Supplied records Start Marker
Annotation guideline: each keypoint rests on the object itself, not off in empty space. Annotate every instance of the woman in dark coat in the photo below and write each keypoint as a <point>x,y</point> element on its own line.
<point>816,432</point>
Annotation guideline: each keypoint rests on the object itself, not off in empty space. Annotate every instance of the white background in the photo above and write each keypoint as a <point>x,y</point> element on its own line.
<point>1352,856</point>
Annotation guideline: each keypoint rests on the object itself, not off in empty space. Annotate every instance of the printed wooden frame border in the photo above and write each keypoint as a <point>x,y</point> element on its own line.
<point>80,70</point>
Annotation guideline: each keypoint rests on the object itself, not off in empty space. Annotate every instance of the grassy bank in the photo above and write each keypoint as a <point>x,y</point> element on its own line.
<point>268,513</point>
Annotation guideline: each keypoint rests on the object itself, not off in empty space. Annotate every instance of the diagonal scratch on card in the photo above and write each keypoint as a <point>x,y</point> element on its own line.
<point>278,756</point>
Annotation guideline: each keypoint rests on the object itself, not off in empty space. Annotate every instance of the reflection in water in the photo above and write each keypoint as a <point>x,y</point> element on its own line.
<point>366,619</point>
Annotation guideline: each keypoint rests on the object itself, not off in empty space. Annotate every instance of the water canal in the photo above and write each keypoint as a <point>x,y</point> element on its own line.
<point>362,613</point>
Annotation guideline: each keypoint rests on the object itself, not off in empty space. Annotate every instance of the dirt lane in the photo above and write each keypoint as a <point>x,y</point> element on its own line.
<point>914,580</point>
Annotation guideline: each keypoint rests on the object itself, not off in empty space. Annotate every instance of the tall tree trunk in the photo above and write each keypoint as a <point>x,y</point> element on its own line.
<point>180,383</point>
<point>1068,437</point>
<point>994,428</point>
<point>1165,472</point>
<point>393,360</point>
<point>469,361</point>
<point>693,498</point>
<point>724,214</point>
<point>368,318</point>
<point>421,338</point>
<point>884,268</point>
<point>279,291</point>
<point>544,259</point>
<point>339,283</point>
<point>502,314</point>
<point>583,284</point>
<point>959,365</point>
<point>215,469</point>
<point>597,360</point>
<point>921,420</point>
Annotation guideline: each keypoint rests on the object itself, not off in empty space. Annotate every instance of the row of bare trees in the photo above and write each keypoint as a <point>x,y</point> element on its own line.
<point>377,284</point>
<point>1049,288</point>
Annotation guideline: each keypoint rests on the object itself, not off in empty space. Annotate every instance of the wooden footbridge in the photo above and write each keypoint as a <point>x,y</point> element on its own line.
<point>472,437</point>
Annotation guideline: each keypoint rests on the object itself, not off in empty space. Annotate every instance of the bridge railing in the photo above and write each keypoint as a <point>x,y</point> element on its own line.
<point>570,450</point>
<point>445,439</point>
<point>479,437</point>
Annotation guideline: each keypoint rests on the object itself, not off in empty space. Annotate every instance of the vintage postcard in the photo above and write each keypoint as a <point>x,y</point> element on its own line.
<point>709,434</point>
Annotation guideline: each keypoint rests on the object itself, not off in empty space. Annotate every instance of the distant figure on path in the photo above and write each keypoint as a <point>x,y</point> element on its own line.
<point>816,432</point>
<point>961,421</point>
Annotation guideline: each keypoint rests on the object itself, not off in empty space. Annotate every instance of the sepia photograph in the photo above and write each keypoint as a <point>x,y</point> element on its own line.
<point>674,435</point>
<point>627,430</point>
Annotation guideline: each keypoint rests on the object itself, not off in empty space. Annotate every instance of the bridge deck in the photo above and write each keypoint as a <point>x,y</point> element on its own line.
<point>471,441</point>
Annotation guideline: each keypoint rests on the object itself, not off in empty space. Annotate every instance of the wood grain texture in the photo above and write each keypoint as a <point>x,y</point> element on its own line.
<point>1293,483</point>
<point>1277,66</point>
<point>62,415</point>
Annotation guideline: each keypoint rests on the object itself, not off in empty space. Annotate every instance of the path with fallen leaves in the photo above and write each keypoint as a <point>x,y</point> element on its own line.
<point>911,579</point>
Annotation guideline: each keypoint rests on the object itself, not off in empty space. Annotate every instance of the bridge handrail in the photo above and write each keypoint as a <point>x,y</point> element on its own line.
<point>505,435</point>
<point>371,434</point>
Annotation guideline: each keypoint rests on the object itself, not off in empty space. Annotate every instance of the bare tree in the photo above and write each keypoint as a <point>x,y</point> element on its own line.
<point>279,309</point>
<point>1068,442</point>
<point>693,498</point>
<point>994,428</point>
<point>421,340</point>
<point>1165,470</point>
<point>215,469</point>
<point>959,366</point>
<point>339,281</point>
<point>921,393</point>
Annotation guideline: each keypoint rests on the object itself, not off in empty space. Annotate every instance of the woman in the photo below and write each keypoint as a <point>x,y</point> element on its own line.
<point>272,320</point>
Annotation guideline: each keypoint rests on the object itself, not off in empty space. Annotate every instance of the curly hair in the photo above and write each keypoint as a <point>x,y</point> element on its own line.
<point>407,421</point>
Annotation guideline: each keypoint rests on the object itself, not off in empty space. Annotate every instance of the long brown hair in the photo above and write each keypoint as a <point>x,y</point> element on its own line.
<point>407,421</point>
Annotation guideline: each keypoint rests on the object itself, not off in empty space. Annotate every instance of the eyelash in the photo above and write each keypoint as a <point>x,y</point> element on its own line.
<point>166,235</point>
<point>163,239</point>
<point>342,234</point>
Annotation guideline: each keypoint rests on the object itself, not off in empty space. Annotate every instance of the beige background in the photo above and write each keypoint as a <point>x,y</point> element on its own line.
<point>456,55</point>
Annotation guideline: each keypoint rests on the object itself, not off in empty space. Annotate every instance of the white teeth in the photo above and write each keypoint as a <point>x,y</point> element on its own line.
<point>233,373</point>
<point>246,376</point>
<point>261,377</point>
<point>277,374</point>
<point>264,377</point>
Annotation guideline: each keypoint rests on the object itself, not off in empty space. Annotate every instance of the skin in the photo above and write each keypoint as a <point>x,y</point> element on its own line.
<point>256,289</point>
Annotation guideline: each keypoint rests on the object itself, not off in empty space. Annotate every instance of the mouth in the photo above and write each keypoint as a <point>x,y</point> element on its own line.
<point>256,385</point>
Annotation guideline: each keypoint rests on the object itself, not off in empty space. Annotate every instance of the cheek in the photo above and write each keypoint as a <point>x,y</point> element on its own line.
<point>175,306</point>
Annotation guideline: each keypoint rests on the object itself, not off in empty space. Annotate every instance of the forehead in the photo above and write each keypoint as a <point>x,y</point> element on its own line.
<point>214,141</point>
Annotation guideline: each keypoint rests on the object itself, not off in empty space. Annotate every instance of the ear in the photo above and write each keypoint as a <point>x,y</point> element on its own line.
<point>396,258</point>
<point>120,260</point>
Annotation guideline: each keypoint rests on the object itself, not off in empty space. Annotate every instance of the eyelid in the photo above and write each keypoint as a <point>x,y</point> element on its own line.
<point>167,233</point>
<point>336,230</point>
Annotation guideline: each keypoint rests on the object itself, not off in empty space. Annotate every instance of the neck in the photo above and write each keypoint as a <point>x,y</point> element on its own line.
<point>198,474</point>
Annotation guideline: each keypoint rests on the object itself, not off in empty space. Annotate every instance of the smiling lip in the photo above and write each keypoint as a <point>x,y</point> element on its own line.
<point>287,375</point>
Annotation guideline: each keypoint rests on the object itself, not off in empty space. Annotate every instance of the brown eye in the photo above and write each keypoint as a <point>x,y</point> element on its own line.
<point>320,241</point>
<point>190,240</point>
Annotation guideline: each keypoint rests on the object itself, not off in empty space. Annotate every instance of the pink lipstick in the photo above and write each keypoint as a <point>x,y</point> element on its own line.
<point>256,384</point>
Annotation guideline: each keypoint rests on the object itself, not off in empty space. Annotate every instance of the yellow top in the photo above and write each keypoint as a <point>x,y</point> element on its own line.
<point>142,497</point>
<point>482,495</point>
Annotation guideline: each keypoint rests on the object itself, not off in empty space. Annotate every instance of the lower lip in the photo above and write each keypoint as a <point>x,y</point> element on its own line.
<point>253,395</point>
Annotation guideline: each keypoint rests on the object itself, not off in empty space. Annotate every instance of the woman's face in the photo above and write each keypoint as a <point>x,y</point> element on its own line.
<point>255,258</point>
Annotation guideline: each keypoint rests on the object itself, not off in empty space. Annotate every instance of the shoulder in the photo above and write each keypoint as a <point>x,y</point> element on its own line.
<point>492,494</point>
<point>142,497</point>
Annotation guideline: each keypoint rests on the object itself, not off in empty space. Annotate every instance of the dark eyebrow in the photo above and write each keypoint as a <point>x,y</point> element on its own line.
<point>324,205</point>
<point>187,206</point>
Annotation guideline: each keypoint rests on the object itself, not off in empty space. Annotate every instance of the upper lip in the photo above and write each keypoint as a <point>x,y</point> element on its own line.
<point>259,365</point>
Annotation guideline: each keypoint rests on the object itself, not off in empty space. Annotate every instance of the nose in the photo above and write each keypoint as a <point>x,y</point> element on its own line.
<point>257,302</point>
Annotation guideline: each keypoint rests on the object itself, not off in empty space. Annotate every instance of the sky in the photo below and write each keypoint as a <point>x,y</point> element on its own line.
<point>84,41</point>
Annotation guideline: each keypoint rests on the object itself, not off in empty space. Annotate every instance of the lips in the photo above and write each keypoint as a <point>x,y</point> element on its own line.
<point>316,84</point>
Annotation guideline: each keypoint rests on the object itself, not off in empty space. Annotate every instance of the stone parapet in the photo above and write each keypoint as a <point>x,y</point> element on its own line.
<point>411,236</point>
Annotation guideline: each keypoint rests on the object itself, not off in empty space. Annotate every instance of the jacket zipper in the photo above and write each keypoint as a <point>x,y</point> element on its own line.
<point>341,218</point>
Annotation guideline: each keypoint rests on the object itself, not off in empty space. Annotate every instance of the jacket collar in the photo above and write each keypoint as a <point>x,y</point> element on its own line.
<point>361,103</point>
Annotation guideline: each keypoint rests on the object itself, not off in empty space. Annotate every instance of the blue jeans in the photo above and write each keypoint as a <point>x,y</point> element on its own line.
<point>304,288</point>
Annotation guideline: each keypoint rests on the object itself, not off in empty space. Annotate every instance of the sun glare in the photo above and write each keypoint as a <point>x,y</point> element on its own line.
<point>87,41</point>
Supplied records End Marker
* **Work request**: Please output only the lines from the one holding "the sun glare" to the end of the records, first and last included, exactly as they appear.

* **Expected answer**:
Annotation guideline: each keypoint rests on the object itself, not off in empty space. Annotate every instance of the sun glare in the photo above and write each keypoint as a <point>x,y</point> element on its own line.
<point>87,41</point>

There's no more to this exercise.